* TEXT PASSAGE:
Not that I’m saying the film is about a bullied child or directly connecting it with the scenario I mentioned, because it’s more about the struggle one has with oneself. But, there’s a string connected in both the narratives. How we often see the one who bullies with this heroic quality of superiority and ignore so easily, the ones who got bullied. Just to get a laugh on something, we possibly ruin a person’s psyche. And the laugh is only from the people who hurt others, not the ones who are actually hurt. It’s the one who gets bullied who doesn’t laugh on this, I told him. It’s only when the tables are turned when we can begin to understand what the other person felt.
Now coming back to the film, Eighth Grade which came out last year got a breakthrough in its premiere at Sundance film festival. Bo Burnham, who directed it, was probably more known by the people of community that this film had as its central character. He’s a stand-up comedian who often creates a new wave of music which features comic lyrics that are intentionally funny and yet fused with the instrumentals that would seem or sound like the popular music. His audience is the one that appreciated the humour in that kind, the ones who find solace in the online content pouring on them, that they would connect with on a more personal level.

* ENTRIES PROVIDED:

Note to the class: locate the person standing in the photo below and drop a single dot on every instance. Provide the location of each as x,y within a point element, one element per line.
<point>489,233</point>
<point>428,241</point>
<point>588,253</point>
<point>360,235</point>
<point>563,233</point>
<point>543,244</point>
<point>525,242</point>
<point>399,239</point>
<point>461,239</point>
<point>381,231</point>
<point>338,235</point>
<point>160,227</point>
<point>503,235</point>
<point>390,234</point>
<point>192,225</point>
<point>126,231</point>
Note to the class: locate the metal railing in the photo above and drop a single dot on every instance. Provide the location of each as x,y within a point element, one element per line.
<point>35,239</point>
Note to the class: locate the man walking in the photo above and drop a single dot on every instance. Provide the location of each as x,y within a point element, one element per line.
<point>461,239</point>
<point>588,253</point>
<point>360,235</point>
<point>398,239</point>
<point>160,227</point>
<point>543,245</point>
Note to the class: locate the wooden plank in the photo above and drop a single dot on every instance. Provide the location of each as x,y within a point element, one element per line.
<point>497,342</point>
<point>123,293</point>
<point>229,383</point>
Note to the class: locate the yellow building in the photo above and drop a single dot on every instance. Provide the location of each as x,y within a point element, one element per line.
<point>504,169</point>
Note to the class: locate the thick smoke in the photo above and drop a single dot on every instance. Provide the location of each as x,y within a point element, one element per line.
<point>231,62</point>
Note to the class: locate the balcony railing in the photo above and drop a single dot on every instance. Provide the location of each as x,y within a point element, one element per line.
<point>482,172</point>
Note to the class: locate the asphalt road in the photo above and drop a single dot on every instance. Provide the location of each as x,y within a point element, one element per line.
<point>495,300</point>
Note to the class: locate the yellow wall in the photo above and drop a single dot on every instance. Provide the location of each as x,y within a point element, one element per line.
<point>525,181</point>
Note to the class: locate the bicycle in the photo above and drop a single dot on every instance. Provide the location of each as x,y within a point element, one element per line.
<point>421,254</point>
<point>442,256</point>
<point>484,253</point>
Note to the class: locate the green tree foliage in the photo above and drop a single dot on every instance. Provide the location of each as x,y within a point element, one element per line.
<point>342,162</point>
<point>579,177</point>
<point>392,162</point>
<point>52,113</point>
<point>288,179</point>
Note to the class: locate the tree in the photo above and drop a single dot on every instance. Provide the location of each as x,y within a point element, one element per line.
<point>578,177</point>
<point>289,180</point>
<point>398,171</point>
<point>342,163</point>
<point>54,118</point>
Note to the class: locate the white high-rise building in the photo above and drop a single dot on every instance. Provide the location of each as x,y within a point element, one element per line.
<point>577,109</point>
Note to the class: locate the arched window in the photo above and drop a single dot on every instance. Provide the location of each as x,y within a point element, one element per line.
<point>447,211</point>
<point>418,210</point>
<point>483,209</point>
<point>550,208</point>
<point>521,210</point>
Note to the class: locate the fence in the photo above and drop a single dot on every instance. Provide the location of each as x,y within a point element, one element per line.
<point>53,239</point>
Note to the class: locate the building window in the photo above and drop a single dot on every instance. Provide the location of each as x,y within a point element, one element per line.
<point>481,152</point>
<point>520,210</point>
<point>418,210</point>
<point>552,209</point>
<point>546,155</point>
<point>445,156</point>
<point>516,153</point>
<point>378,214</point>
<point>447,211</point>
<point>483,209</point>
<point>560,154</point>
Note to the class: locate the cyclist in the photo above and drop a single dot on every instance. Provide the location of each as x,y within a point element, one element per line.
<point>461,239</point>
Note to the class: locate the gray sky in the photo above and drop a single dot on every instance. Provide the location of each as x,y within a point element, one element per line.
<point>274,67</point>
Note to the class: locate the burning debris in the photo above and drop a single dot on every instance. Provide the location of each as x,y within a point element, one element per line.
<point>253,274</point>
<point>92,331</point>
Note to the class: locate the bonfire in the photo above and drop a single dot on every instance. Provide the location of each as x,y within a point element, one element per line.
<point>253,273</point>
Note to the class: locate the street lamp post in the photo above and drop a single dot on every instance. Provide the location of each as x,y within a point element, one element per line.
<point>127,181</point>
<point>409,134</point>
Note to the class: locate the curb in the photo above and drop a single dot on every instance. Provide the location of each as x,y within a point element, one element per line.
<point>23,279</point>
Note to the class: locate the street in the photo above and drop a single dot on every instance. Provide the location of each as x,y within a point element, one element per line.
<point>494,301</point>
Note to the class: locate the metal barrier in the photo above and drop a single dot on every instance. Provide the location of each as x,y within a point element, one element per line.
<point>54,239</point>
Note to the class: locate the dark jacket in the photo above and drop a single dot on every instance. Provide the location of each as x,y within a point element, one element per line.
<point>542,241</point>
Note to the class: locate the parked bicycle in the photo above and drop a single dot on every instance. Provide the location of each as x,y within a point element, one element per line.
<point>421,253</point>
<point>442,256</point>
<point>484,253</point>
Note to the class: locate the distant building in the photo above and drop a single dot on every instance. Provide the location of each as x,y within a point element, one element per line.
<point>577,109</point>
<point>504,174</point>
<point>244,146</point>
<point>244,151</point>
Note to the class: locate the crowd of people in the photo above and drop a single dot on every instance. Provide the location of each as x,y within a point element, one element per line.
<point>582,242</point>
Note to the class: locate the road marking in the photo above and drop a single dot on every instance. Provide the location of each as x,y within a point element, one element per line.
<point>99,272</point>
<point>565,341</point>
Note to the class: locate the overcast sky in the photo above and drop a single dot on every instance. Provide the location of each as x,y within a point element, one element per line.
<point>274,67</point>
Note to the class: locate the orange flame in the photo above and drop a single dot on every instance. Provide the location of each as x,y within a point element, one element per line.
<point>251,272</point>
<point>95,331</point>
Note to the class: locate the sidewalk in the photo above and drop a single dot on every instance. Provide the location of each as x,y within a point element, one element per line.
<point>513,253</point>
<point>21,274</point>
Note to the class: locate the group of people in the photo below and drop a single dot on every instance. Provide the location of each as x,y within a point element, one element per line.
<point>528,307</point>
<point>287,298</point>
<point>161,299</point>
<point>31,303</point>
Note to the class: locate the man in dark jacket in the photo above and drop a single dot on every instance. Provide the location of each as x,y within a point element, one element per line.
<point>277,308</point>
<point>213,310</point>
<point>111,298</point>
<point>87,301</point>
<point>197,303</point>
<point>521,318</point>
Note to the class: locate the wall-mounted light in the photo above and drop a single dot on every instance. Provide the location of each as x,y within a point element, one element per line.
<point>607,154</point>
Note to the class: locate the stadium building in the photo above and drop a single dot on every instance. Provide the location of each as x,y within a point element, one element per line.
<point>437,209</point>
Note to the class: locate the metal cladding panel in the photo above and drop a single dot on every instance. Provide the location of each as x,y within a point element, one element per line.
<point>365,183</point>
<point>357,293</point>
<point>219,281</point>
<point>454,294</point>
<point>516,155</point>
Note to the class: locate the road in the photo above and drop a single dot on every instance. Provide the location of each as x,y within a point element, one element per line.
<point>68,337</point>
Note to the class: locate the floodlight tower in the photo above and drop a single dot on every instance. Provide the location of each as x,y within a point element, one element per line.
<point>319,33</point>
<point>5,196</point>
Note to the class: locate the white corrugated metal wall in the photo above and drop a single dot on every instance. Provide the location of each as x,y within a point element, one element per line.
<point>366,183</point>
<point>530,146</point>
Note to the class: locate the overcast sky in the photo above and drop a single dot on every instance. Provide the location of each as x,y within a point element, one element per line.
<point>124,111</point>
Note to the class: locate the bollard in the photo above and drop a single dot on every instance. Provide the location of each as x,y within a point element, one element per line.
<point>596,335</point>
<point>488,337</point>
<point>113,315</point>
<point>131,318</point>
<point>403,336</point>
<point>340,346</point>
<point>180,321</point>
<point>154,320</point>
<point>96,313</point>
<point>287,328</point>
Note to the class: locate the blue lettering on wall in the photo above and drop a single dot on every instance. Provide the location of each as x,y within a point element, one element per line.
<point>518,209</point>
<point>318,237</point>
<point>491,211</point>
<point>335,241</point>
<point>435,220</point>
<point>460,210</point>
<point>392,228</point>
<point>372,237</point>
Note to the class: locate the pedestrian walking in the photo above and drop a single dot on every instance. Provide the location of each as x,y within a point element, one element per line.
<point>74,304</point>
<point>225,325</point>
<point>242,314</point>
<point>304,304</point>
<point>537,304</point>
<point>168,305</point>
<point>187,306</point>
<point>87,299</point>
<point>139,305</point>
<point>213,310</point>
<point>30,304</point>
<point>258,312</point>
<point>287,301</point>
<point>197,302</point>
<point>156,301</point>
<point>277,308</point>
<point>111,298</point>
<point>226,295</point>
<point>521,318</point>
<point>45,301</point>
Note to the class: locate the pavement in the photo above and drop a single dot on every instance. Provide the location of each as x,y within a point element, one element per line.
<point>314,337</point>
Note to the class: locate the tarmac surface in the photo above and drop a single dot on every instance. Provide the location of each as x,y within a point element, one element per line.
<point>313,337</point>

* GIVEN REQUEST A:
Reproduce the passage about Eighth Grade word for word, starting at "Not that I’m" and ending at "other person felt.".
* GIVEN REQUEST B:
Name every proper name that occurs in the passage about Eighth Grade.
* GIVEN REQUEST C:
Render this sentence from the passage about Eighth Grade in Spanish: "And the laugh is only from the people who hurt others, not the ones who are actually hurt."
The entries are independent material, separate from the passage about Eighth Grade.

* CORRECT OUTPUT A:
Not that I’m saying the film is about a bullied child or directly connecting it with the scenario I mentioned, because it’s more about the struggle one has with oneself. But, there’s a string connected in both the narratives. How we often see the one who bullies with this heroic quality of superiority and ignore so easily, the ones who got bullied. Just to get a laugh on something, we possibly ruin a person’s psyche. And the laugh is only from the people who hurt others, not the ones who are actually hurt. It’s the one who gets bullied who doesn’t laugh on this, I told him. It’s only when the tables are turned when we can begin to understand what the other person felt.

* CORRECT OUTPUT B:
Eighth Grade
Sundance
Bo Burnham

* CORRECT OUTPUT C:
Y la risa proviene solo de las personas que hacen daño a los demás, no de quienes realmente resultan heridos.